# [TASK DIRECTIONS]
Below are records. Find each line in them that holds the word "clipboard" and copy it.

# [SUPPLIED DATA]
BEGIN

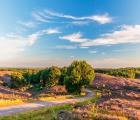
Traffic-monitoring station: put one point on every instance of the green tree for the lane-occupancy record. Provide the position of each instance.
(63, 75)
(17, 80)
(79, 75)
(51, 76)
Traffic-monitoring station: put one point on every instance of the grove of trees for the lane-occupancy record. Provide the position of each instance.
(74, 77)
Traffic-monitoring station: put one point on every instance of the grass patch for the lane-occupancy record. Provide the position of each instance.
(4, 103)
(41, 114)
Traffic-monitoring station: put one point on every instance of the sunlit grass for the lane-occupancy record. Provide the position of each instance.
(4, 103)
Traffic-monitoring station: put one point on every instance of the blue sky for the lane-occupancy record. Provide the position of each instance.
(40, 33)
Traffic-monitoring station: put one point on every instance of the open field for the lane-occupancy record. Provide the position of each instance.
(119, 100)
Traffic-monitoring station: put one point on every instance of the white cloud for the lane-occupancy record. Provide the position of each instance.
(80, 23)
(92, 51)
(127, 34)
(102, 19)
(39, 18)
(83, 47)
(75, 37)
(48, 16)
(53, 31)
(66, 47)
(28, 24)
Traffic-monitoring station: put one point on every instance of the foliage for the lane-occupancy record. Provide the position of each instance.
(17, 80)
(63, 75)
(51, 76)
(79, 74)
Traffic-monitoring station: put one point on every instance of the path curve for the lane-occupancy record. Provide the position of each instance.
(33, 106)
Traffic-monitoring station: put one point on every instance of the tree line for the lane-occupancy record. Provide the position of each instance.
(74, 77)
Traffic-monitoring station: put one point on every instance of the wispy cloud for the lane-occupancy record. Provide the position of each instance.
(127, 34)
(50, 16)
(40, 18)
(102, 19)
(66, 47)
(75, 37)
(29, 24)
(53, 31)
(92, 51)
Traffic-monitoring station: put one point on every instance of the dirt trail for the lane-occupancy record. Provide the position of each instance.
(36, 105)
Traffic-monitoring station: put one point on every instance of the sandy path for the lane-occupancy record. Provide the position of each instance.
(36, 105)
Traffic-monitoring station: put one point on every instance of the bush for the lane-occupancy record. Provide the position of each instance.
(79, 75)
(63, 75)
(50, 77)
(17, 80)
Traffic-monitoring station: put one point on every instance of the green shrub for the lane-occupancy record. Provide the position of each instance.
(50, 77)
(79, 75)
(17, 80)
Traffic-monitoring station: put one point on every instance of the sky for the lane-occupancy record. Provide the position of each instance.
(41, 33)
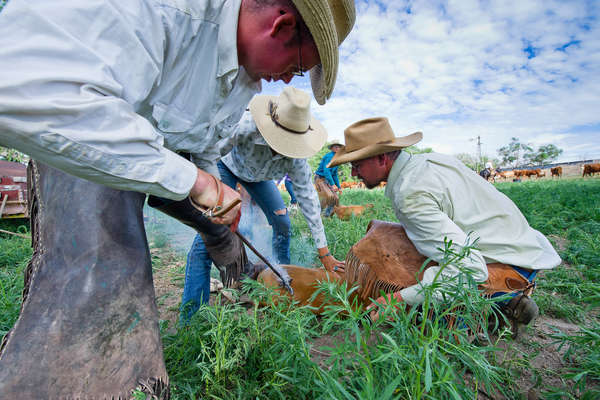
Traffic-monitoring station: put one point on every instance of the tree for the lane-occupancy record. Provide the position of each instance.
(544, 155)
(513, 153)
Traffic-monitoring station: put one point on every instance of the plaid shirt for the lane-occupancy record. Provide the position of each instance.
(251, 159)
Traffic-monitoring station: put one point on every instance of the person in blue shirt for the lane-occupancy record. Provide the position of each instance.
(327, 182)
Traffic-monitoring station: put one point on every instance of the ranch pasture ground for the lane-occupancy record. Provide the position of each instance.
(236, 351)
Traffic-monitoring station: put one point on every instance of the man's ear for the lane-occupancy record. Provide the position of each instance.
(284, 25)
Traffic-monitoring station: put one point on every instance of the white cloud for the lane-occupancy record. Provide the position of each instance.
(457, 69)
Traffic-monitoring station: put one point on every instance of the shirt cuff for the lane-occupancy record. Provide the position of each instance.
(177, 177)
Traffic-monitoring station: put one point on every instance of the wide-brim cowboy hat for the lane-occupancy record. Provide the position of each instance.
(371, 137)
(334, 143)
(286, 124)
(329, 22)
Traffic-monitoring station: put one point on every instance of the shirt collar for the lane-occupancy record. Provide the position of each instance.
(227, 42)
(396, 170)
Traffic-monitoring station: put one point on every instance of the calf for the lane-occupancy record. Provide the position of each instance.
(383, 260)
(591, 169)
(556, 171)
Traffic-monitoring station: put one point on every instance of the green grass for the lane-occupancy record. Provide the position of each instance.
(285, 352)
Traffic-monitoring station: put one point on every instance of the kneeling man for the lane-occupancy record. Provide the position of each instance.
(273, 138)
(435, 197)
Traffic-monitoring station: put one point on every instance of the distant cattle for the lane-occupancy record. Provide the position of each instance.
(485, 174)
(522, 173)
(556, 171)
(505, 174)
(591, 169)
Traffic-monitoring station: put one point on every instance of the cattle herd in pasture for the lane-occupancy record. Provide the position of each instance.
(519, 174)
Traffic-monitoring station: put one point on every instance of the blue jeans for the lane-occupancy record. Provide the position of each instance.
(196, 289)
(290, 189)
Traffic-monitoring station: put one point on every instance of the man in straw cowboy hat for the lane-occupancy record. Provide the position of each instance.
(274, 138)
(327, 181)
(111, 92)
(436, 198)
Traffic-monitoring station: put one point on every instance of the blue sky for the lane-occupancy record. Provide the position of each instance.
(462, 68)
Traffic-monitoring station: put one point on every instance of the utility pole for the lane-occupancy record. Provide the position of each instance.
(478, 138)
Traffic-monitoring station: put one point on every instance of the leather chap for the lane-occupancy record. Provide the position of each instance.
(88, 326)
(225, 248)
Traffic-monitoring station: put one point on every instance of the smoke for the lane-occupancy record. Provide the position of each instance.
(255, 227)
(164, 231)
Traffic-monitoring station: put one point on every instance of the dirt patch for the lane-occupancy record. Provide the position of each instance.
(168, 283)
(559, 243)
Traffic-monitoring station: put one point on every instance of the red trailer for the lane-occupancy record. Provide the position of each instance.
(13, 190)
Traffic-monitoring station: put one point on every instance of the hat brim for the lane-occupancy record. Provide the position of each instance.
(290, 144)
(342, 156)
(318, 19)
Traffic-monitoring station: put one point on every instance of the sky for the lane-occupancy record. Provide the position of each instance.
(459, 69)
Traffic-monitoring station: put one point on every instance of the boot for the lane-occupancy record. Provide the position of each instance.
(88, 326)
(225, 248)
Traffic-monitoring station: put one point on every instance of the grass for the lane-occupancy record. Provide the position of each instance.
(281, 351)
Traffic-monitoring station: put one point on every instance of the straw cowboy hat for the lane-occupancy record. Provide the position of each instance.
(334, 143)
(329, 22)
(286, 124)
(371, 137)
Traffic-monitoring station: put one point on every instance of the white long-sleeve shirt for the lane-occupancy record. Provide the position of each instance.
(436, 197)
(109, 90)
(251, 160)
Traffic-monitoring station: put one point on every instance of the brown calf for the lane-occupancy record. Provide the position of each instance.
(556, 171)
(384, 260)
(591, 169)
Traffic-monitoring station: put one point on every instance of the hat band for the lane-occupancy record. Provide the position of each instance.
(275, 119)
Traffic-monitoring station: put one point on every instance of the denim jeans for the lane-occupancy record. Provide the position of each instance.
(196, 289)
(290, 189)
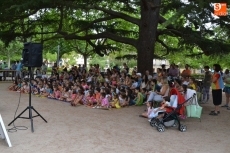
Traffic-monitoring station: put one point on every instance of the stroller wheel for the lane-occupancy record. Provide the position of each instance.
(183, 128)
(154, 122)
(175, 124)
(160, 128)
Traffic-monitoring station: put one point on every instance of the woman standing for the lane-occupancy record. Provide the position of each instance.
(227, 88)
(217, 85)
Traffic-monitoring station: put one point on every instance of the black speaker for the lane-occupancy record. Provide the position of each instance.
(32, 55)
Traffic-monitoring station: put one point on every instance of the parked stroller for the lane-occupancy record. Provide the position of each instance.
(170, 119)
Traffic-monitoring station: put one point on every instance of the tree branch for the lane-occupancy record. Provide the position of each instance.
(108, 35)
(164, 45)
(120, 15)
(95, 21)
(61, 19)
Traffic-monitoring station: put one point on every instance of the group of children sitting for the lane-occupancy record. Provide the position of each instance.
(81, 92)
(112, 90)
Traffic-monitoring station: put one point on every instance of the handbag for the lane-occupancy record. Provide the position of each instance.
(194, 110)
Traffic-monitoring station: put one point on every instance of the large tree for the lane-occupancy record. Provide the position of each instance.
(132, 22)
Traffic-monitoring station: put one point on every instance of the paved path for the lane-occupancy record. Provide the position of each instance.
(84, 130)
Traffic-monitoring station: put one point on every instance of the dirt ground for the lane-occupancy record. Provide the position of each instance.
(85, 130)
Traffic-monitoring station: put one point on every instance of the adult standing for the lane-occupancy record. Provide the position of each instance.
(173, 71)
(226, 78)
(44, 68)
(217, 85)
(186, 72)
(206, 84)
(18, 70)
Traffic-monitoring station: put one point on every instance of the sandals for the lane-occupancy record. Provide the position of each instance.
(213, 113)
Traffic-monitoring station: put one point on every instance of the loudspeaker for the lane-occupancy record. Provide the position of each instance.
(32, 55)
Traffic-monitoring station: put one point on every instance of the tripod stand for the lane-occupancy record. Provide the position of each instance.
(30, 107)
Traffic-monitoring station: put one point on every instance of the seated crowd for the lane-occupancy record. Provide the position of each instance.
(114, 88)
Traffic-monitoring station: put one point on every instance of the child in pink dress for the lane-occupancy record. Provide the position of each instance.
(72, 96)
(104, 101)
(56, 93)
(90, 98)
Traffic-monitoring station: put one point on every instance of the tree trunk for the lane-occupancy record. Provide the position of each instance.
(147, 34)
(8, 61)
(85, 60)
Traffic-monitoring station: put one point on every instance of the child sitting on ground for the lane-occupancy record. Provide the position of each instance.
(104, 101)
(90, 98)
(115, 102)
(139, 99)
(97, 97)
(56, 93)
(14, 86)
(78, 99)
(72, 97)
(47, 90)
(122, 100)
(65, 94)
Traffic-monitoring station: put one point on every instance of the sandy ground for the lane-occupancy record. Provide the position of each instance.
(85, 130)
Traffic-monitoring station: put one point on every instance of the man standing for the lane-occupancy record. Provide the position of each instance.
(44, 68)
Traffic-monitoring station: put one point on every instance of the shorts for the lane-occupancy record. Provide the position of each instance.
(226, 90)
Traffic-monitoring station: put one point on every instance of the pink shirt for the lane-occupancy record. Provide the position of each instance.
(73, 96)
(104, 102)
(57, 94)
(91, 98)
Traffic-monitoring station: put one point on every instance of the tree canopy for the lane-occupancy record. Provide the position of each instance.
(153, 27)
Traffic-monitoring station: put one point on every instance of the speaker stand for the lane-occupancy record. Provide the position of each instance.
(30, 108)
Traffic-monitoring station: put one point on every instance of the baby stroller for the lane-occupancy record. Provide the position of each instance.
(170, 119)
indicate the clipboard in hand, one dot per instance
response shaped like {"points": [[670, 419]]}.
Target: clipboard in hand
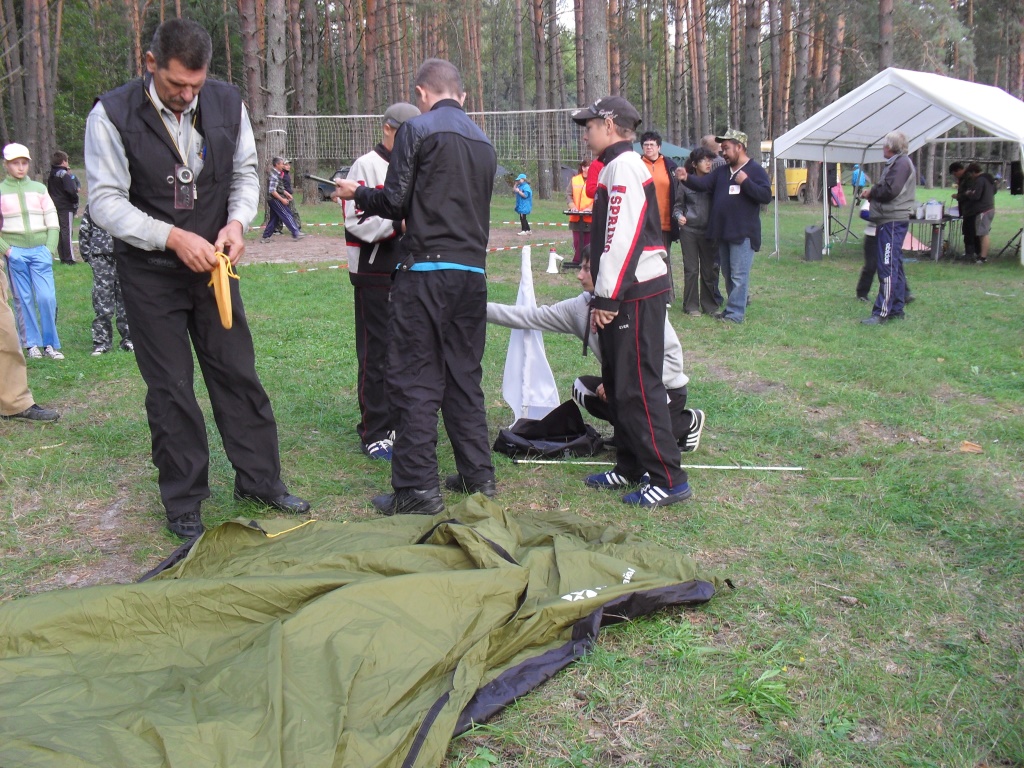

END

# [COMPLETED EXERCISE]
indicate the clipboard in hand, one dot per instance
Target: clipboard in hand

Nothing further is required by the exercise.